Instructions for the task:
From top to bottom, write out the listing exactly.

══════════

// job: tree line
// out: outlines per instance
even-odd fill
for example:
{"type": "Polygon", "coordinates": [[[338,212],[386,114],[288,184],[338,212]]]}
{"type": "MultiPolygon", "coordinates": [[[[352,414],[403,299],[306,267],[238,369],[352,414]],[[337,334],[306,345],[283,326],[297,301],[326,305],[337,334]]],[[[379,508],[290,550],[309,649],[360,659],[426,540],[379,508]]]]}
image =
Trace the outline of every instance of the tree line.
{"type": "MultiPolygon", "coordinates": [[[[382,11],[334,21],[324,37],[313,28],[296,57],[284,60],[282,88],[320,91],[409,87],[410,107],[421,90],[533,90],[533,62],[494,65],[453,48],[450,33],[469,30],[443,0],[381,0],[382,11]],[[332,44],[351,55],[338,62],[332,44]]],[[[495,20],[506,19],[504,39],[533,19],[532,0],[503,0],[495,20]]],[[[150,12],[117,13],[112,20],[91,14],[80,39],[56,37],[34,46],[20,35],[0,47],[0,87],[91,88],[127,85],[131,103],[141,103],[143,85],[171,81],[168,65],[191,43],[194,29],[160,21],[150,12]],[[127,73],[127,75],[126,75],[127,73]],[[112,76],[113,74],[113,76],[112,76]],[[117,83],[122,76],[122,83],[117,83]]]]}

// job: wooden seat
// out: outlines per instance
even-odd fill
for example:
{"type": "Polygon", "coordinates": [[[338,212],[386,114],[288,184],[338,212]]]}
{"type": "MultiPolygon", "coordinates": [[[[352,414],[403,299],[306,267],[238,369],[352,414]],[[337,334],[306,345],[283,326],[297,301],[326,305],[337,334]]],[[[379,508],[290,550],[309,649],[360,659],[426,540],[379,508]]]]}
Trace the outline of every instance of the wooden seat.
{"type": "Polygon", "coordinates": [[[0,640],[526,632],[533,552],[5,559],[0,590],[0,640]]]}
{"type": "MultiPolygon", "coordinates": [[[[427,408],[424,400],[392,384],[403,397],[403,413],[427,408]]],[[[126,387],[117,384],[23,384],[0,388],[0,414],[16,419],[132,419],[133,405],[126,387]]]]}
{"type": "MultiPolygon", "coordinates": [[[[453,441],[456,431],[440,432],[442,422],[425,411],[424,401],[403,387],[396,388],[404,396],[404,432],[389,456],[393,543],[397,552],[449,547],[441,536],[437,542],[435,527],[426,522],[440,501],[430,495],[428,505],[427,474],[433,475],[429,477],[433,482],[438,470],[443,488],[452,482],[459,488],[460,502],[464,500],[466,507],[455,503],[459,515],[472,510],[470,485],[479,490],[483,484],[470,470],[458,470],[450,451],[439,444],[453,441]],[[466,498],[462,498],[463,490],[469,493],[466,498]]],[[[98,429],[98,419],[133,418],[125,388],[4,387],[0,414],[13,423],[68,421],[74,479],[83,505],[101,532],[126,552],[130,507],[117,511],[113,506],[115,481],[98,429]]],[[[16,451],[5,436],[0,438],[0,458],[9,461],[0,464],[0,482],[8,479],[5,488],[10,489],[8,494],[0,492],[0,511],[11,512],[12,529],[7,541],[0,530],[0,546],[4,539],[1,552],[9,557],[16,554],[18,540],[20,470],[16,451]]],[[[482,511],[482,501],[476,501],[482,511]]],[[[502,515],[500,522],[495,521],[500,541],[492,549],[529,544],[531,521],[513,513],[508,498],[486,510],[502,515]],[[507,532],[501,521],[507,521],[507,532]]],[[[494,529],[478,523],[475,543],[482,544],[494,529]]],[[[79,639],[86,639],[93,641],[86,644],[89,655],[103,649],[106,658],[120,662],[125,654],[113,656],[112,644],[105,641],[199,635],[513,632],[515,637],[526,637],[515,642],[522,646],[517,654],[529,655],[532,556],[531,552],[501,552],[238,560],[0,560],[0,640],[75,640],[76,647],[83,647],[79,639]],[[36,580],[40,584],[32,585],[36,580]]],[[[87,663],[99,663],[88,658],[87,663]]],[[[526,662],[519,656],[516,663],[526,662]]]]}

══════════

Result:
// job: tree line
// out: outlines per instance
even-odd fill
for example:
{"type": "Polygon", "coordinates": [[[338,212],[386,114],[288,184],[338,212]]]}
{"type": "MultiPolygon", "coordinates": [[[[352,414],[403,299],[306,267],[238,369],[352,414]],[[337,334],[306,345],[283,326],[297,301],[326,305],[337,334]]],[[[379,508],[290,550],[309,649],[360,659],[426,540],[379,508]]]]}
image =
Trace the outline of every instance of the tree line.
{"type": "MultiPolygon", "coordinates": [[[[382,11],[334,21],[324,37],[313,28],[296,57],[284,60],[282,88],[320,91],[409,87],[410,107],[421,90],[533,90],[533,62],[494,65],[453,48],[450,33],[469,30],[443,0],[381,0],[382,11]],[[332,44],[351,55],[338,62],[332,44]]],[[[495,20],[506,19],[504,39],[533,19],[532,0],[503,0],[495,20]]],[[[150,12],[117,13],[112,20],[91,14],[80,39],[56,37],[34,46],[20,35],[0,47],[0,87],[91,88],[127,85],[131,103],[141,103],[143,85],[171,81],[168,65],[191,43],[194,29],[160,21],[150,12]],[[127,73],[127,75],[126,75],[127,73]],[[112,76],[113,74],[113,76],[112,76]],[[117,83],[122,76],[122,83],[117,83]]]]}

// job: wooden seat
// out: outlines per instance
even-odd fill
for example:
{"type": "Polygon", "coordinates": [[[338,212],[386,114],[288,184],[338,212]]]}
{"type": "MultiPolygon", "coordinates": [[[[352,414],[403,299],[306,267],[238,369],[352,414]],[[337,334],[306,345],[283,326],[297,301],[326,305],[337,334]]],[[[379,508],[290,550],[309,649],[360,659],[426,540],[379,508]]]]}
Trace the outline of every instance of the wooden seat.
{"type": "Polygon", "coordinates": [[[0,640],[526,632],[533,552],[5,559],[0,590],[0,640]]]}
{"type": "MultiPolygon", "coordinates": [[[[427,408],[424,400],[392,384],[403,397],[403,413],[427,408]]],[[[126,387],[117,384],[23,384],[0,388],[0,414],[16,419],[132,419],[133,405],[126,387]]]]}
{"type": "MultiPolygon", "coordinates": [[[[453,441],[456,431],[440,432],[442,422],[425,411],[424,401],[403,387],[396,388],[404,396],[404,432],[389,456],[393,543],[397,552],[449,547],[441,536],[437,542],[435,527],[426,522],[440,501],[430,495],[428,505],[427,474],[433,475],[429,477],[433,482],[438,470],[443,488],[452,482],[459,488],[460,502],[464,500],[466,507],[455,503],[459,515],[472,510],[470,485],[479,490],[483,484],[470,470],[458,470],[450,451],[439,444],[453,441]],[[466,498],[462,498],[463,490],[469,493],[466,498]]],[[[98,429],[98,419],[133,418],[125,388],[4,387],[0,414],[13,423],[68,421],[74,479],[83,505],[101,532],[126,552],[130,507],[117,511],[113,506],[115,481],[98,429]]],[[[16,451],[5,436],[0,438],[0,458],[9,461],[0,464],[0,482],[8,479],[5,488],[10,489],[8,494],[0,492],[0,511],[11,512],[12,529],[7,541],[0,530],[0,546],[4,539],[1,552],[9,557],[16,554],[18,540],[20,470],[16,451]]],[[[482,511],[482,501],[476,501],[482,511]]],[[[502,515],[500,522],[495,521],[500,541],[492,549],[529,544],[531,521],[513,513],[508,498],[486,510],[502,515]],[[507,532],[501,521],[507,521],[507,532]]],[[[494,529],[478,523],[475,543],[482,544],[494,529]]],[[[79,639],[86,639],[93,641],[86,644],[89,655],[103,649],[106,658],[120,662],[125,654],[113,656],[112,644],[105,641],[199,635],[513,632],[515,637],[526,637],[515,642],[522,646],[517,654],[529,655],[532,556],[531,552],[501,552],[238,560],[0,560],[0,640],[75,640],[76,647],[83,647],[79,639]],[[36,580],[40,584],[32,585],[36,580]]],[[[87,663],[99,663],[88,658],[87,663]]],[[[526,662],[519,656],[516,663],[526,662]]]]}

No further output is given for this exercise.